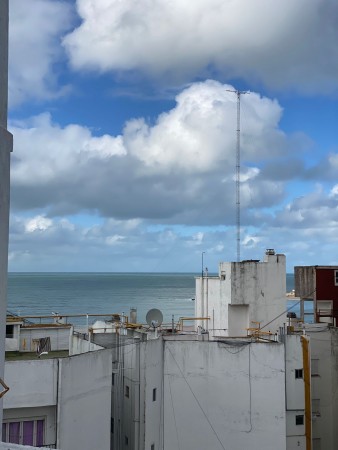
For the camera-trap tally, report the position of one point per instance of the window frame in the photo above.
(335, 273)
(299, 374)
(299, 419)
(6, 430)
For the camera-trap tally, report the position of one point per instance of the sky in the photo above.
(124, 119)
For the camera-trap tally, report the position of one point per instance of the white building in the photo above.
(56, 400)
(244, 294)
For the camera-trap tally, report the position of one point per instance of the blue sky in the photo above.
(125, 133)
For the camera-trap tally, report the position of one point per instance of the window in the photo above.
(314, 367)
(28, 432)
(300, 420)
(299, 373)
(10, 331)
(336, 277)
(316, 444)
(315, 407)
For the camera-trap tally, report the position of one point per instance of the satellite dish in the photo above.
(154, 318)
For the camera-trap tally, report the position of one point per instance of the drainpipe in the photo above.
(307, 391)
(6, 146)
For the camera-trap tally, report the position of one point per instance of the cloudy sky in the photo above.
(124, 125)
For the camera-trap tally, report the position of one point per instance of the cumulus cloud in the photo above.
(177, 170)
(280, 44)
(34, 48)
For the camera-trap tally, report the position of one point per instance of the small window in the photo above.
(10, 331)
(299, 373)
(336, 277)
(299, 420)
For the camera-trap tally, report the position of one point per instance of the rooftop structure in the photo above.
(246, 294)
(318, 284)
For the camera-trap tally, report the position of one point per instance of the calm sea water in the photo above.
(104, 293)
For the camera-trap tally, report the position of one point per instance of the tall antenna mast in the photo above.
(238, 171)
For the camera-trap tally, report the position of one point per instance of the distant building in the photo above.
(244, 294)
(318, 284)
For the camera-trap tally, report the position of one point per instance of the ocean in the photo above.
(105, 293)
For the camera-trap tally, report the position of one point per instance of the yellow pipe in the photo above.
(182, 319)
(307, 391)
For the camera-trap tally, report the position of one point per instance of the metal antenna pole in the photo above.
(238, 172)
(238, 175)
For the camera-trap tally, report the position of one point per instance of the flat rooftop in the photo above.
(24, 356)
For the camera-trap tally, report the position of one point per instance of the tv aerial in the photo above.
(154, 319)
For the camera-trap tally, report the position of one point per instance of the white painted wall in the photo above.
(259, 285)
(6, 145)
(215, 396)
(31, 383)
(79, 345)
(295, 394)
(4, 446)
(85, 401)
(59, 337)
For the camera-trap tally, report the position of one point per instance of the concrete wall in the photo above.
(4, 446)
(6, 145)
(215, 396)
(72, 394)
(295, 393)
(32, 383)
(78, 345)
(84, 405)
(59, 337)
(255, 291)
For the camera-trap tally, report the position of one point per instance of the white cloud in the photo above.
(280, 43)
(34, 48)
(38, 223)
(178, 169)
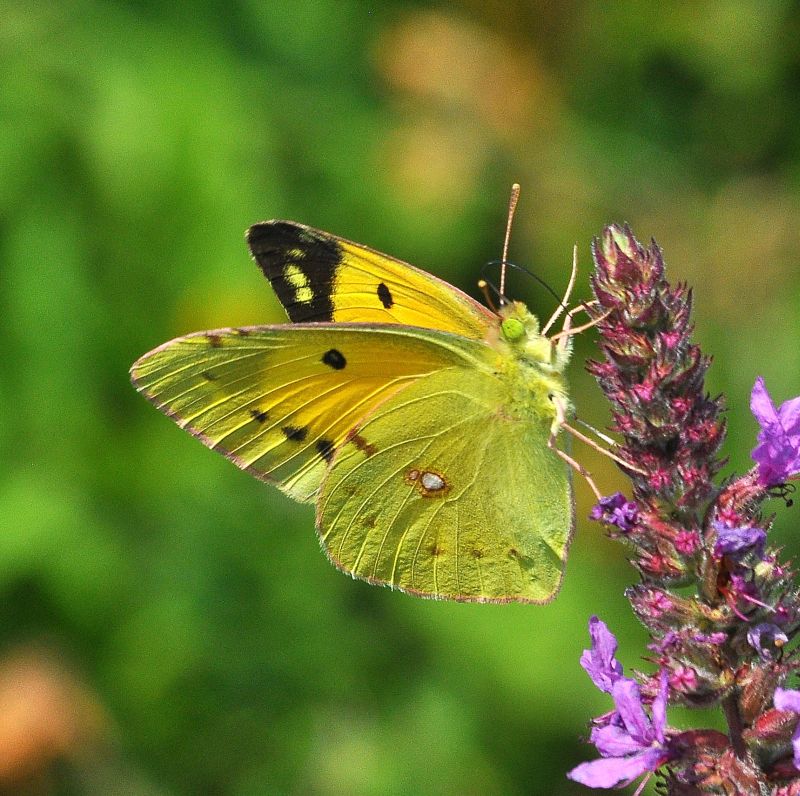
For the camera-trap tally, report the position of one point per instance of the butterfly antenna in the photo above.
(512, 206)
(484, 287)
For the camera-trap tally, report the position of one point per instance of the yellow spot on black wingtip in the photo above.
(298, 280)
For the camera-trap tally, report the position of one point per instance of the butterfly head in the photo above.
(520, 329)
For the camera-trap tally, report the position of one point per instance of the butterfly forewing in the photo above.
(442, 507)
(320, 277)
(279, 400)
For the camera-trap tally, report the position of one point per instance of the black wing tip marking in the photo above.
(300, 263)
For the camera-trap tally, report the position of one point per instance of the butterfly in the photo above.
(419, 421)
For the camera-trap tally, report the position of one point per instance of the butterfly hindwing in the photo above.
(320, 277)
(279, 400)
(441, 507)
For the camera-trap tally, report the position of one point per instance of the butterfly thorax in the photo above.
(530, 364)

----------------

Aim of the exercise: Each of the entries above must be copied exactly, but the pictures stay out.

Solution below:
For the camera-trap tally, report the position of one point per instance of the window frame in the photo above.
(335, 273)
(299, 374)
(299, 419)
(6, 430)
For the camera-trap tally, report the position of one point per instance of the sky in the photo above.
(124, 119)
For the camera-trap tally, report the position of one point per instance of the white building in the photo above.
(56, 400)
(244, 294)
For the camera-trap tally, report the position of one point per instance of the blue sky in the photo above.
(125, 133)
For the camera-trap tally, report the position of one point per instance of the window in the photo above.
(314, 367)
(28, 432)
(300, 420)
(299, 373)
(10, 331)
(336, 277)
(316, 444)
(315, 407)
For the camera-trap tally, report the position of one point per instance of the satellite dish in the photo above.
(154, 318)
For the camera-trap tally, report the position of one point per instance of the drainpipe in the photo above.
(307, 391)
(6, 146)
For the camera-trap tally, report the position of one point per instance of the cloudy sky in the photo above.
(124, 125)
For the camera-trap tally, report the position of one point per instance of the cumulus cloud in the photo above.
(177, 170)
(280, 44)
(34, 48)
For the camera-trap tally, report the position of one point per instance of the small window in the photo above.
(10, 331)
(299, 373)
(336, 277)
(299, 420)
For the camera-trap tally, report the position of one point per instance of the rooftop structure in the photo above.
(246, 294)
(318, 284)
For the camera-trap tally, report the position of one point per instance of the calm sea water in the photo above.
(104, 293)
For the camera-trap tally, report the position of one point per instance of the tall antenna mast in the photo above.
(238, 171)
For the camera-trap tally, report the position of one point per instance of the distant building in the photo above.
(244, 294)
(318, 284)
For the camera-trap tally, report the position of one point per instance of the ocean in the photo above.
(105, 293)
For the camera-trap tally, report the position of one point per instance of the yellow pipe in the photo above.
(182, 319)
(307, 391)
For the camera-trap tally, report the position of one point per instance of the metal antenna pole in the photo above.
(238, 172)
(238, 175)
For the camera-trap tally, report the position of one point per instance of the flat rooftop in the photo above.
(24, 356)
For the camera-trap tally, report the position of one point per instance of the tv aerial in the photo above.
(154, 319)
For the camera-trap tally, report the position of one point per instance of the white painted wall in the photo above.
(259, 285)
(6, 145)
(215, 396)
(31, 383)
(79, 345)
(295, 394)
(4, 446)
(85, 401)
(59, 337)
For the camera-trap tally, report the position of one point per instance of the concrete wall in the photo above.
(4, 446)
(6, 145)
(215, 396)
(72, 394)
(295, 393)
(32, 383)
(78, 345)
(84, 405)
(59, 337)
(255, 291)
For the camera-trap tally, report the position of one point per instance of the white cloud in the photo above.
(280, 43)
(34, 48)
(38, 223)
(178, 169)
For the camera-trap tally, report the position of one point per instance of the butterfly antenna in the photo above.
(512, 206)
(484, 287)
For the camera-trap tally, report the position of one point per instance of the yellow spot on black wingtip in the photo above.
(298, 280)
For the camera-trap tally, report the position of one point per instance of the butterfly head in the photo above.
(520, 329)
For the camera-trap tally, report the position of one point per instance of the butterfly forewing in the photo above.
(442, 507)
(320, 277)
(279, 400)
For the camera-trap tally, report the position of one point per instance of the black wing tip marking in the photo above.
(300, 263)
For the camera-trap tally, report the position of one point per instance of the butterfly in the photo above.
(419, 421)
For the camera-trap tally, report the position of one point per instance of the butterfly hindwing in the photo above.
(320, 277)
(279, 400)
(441, 507)
For the camera-trap tally, report the position of one point per instance of the butterfly thorax in the photo above.
(530, 364)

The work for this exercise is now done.